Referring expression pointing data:
★ ★ ★ ★

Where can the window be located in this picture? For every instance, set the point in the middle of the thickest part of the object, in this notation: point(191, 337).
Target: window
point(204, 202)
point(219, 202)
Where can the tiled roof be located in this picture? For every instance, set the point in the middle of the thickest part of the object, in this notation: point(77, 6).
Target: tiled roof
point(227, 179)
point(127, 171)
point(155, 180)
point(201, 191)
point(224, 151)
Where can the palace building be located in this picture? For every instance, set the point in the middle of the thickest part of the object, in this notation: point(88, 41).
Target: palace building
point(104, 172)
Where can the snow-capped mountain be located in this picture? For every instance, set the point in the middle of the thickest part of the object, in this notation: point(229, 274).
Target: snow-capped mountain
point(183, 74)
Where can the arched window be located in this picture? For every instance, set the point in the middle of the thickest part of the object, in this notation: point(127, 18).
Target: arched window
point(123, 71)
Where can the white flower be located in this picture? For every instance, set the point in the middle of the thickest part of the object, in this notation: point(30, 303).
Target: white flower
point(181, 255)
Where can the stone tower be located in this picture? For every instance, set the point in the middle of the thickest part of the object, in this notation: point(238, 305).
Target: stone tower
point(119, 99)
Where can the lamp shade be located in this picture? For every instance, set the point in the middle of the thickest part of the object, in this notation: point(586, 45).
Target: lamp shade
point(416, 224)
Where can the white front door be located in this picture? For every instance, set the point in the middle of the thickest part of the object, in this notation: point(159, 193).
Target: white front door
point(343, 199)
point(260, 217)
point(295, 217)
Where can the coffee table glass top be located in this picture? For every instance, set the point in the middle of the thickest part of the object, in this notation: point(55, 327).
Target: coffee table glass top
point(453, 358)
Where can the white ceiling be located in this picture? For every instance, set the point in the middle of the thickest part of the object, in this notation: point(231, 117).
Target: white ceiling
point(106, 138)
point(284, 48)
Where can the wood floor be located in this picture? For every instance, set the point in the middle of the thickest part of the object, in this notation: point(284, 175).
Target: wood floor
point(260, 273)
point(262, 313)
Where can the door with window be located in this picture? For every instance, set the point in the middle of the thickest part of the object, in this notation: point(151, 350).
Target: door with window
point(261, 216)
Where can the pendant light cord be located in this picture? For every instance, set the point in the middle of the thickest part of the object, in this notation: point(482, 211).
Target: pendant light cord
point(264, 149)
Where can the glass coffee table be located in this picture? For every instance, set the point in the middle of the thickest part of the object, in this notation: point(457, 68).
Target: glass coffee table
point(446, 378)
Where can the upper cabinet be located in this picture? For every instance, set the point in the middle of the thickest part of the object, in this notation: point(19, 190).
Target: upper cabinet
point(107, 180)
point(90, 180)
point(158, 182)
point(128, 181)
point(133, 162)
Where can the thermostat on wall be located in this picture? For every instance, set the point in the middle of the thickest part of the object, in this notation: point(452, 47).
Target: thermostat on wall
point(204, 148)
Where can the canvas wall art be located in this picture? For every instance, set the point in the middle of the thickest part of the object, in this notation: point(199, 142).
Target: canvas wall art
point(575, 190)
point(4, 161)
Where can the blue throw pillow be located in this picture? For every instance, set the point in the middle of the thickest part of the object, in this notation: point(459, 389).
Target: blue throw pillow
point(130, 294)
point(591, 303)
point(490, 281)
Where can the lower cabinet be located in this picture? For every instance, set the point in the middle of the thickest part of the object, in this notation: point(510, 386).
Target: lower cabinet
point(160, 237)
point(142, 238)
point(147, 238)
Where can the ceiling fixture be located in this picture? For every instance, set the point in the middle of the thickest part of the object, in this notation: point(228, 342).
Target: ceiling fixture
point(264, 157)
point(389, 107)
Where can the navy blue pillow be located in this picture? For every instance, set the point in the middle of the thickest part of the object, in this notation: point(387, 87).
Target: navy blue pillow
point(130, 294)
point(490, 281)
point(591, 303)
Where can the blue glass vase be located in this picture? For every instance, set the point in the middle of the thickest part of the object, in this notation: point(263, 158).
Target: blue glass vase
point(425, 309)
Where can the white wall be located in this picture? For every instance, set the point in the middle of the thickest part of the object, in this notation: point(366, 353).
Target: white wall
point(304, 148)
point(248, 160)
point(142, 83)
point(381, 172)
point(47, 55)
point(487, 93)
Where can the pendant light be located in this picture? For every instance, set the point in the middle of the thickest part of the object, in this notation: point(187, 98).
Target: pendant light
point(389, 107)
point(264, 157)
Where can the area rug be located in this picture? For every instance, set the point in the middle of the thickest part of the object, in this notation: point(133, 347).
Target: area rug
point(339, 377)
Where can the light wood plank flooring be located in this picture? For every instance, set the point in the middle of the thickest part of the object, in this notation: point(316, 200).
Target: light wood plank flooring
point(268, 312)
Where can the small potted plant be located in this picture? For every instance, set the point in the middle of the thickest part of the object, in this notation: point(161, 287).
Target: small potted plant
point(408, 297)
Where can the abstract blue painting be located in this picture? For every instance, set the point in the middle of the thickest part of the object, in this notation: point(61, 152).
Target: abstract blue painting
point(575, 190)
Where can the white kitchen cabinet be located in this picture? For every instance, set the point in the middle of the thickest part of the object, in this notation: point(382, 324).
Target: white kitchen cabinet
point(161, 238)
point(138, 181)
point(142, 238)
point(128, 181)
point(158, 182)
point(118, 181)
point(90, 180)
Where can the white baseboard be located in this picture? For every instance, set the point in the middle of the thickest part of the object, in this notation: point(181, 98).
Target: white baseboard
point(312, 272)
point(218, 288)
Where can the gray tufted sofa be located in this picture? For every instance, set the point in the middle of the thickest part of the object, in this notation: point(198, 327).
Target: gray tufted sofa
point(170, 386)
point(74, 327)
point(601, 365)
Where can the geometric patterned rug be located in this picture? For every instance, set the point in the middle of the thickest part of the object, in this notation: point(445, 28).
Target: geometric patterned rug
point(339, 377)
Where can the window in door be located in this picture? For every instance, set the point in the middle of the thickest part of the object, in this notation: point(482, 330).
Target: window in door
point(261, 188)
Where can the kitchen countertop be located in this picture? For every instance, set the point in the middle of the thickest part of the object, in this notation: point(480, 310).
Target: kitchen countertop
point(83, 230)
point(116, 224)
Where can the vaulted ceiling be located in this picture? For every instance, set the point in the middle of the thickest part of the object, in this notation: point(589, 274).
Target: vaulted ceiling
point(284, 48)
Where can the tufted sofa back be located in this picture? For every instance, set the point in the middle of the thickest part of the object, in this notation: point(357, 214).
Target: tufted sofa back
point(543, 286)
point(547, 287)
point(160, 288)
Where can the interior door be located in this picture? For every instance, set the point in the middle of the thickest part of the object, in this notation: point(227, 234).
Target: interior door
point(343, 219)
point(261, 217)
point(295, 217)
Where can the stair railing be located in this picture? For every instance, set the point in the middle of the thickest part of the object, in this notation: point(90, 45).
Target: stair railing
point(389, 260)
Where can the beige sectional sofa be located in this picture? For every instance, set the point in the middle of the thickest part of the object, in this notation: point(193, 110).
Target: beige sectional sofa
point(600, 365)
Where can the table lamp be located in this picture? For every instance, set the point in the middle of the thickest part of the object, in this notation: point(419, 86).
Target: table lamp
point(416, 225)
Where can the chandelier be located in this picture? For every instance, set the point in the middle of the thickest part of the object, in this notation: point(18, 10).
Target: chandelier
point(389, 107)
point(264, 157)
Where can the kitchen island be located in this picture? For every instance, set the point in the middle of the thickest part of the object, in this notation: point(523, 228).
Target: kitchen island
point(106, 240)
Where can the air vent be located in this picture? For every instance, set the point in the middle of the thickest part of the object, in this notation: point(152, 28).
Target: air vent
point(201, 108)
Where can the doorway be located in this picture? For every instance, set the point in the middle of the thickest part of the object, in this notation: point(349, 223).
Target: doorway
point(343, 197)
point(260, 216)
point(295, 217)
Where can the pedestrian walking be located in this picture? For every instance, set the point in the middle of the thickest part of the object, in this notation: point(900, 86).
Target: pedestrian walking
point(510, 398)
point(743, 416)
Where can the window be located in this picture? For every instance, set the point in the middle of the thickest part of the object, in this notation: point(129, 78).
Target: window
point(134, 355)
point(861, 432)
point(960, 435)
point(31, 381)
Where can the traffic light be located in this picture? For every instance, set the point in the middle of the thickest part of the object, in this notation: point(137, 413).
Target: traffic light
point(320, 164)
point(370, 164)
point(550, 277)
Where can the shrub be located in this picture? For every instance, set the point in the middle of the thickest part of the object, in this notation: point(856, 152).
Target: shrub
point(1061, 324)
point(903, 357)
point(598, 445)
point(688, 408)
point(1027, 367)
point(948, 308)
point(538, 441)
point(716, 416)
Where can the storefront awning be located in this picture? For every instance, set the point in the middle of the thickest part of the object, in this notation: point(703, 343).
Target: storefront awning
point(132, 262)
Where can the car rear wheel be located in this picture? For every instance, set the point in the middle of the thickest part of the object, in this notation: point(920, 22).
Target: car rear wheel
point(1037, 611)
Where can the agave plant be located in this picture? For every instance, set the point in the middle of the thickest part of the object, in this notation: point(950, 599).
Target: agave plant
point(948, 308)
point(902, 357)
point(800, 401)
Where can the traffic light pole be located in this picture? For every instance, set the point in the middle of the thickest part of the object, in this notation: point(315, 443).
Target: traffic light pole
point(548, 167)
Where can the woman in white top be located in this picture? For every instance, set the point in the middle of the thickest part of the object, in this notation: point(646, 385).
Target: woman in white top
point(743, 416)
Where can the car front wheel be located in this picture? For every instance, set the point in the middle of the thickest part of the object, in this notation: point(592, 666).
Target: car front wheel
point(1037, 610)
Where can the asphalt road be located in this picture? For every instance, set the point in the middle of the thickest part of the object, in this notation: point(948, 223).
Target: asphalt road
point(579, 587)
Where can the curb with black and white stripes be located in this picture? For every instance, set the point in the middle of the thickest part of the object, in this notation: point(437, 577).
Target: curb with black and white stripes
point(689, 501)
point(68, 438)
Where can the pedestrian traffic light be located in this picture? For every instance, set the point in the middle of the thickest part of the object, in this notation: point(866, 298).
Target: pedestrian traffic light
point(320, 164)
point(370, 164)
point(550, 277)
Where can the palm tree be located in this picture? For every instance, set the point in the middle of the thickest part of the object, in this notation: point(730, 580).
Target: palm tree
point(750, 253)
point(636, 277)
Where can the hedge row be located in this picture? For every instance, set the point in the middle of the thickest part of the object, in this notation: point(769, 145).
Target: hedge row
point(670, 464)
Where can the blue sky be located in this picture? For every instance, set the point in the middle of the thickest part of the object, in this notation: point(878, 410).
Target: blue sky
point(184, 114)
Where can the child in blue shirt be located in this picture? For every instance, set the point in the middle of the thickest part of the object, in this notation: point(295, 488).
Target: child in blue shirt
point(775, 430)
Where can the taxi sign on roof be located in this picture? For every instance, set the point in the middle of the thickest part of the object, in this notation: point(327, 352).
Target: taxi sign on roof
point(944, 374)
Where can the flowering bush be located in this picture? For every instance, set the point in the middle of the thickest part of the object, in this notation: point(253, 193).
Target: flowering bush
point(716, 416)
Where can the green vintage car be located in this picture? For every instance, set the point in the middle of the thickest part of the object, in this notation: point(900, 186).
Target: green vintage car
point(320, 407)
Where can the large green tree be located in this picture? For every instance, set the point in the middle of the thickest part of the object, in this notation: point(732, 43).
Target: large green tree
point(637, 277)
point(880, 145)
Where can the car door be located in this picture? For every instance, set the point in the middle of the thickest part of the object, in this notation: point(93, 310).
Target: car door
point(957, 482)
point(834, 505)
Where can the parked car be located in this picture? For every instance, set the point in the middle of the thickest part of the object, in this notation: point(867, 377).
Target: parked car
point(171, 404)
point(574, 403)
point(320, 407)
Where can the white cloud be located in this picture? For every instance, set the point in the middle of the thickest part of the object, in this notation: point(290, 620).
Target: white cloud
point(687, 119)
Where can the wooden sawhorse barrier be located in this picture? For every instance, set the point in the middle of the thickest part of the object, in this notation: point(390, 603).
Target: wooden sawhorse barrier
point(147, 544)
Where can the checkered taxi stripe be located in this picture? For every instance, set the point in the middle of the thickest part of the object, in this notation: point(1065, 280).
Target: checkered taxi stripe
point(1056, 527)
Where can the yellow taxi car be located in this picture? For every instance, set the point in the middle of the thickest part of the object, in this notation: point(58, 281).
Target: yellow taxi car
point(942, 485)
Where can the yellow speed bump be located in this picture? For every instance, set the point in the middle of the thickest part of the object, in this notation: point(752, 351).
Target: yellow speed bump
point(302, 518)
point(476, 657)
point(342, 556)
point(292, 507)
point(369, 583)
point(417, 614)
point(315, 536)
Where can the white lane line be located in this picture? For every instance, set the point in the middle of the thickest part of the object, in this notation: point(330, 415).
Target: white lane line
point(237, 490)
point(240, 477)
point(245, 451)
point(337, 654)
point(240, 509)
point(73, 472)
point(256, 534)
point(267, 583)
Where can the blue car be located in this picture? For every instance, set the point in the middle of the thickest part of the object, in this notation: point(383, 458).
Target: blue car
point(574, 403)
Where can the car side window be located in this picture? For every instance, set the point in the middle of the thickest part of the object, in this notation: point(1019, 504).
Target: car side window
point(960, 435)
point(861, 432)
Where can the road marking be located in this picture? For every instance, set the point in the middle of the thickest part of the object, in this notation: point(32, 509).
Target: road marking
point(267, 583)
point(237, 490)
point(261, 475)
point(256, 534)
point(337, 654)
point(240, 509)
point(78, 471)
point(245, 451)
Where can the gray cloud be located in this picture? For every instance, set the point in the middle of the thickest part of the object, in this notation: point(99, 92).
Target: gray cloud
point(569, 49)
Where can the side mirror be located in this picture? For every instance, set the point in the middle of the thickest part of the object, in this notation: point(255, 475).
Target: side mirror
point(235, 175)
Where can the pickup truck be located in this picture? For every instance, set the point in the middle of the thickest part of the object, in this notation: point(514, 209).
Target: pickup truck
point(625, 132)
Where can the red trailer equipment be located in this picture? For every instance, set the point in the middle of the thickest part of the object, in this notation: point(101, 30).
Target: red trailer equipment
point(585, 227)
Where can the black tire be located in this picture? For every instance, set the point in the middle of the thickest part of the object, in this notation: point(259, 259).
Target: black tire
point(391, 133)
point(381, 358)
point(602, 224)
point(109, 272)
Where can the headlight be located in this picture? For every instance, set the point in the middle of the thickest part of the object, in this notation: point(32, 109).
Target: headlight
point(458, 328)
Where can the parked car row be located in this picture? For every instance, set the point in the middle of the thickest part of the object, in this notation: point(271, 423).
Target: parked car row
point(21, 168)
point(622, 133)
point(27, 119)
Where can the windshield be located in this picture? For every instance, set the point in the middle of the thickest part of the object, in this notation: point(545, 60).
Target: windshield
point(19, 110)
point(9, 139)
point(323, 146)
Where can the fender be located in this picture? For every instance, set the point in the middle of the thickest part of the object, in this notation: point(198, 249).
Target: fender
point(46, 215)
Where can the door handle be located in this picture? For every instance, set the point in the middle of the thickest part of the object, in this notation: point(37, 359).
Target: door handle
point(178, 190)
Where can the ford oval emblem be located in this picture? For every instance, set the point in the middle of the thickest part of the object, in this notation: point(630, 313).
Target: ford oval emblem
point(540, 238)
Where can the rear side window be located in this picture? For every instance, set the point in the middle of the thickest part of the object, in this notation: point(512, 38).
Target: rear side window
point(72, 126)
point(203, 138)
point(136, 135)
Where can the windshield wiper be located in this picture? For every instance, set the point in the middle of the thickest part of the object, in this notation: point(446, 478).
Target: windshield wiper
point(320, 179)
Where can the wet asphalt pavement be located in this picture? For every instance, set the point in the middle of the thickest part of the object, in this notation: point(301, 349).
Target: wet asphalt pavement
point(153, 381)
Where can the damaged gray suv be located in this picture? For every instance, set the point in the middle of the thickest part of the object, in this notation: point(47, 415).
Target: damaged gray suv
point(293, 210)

★ ★ ★ ★

WHAT THE TASK ASKS
The lines to copy run from the start of the records above through the line holding "Where can the tiled"; give them exactly, both ends included, and nothing else.

ANSWER SPACE
Where can the window be located in this picture? For every instance, set the point in the middle of the thickest part of the object, in this notation: point(191, 337).
Target: window
point(204, 202)
point(219, 202)
Where can the tiled roof be located in this picture? For every instance, set the point in the middle of the thickest part of the object, in this notation: point(77, 6).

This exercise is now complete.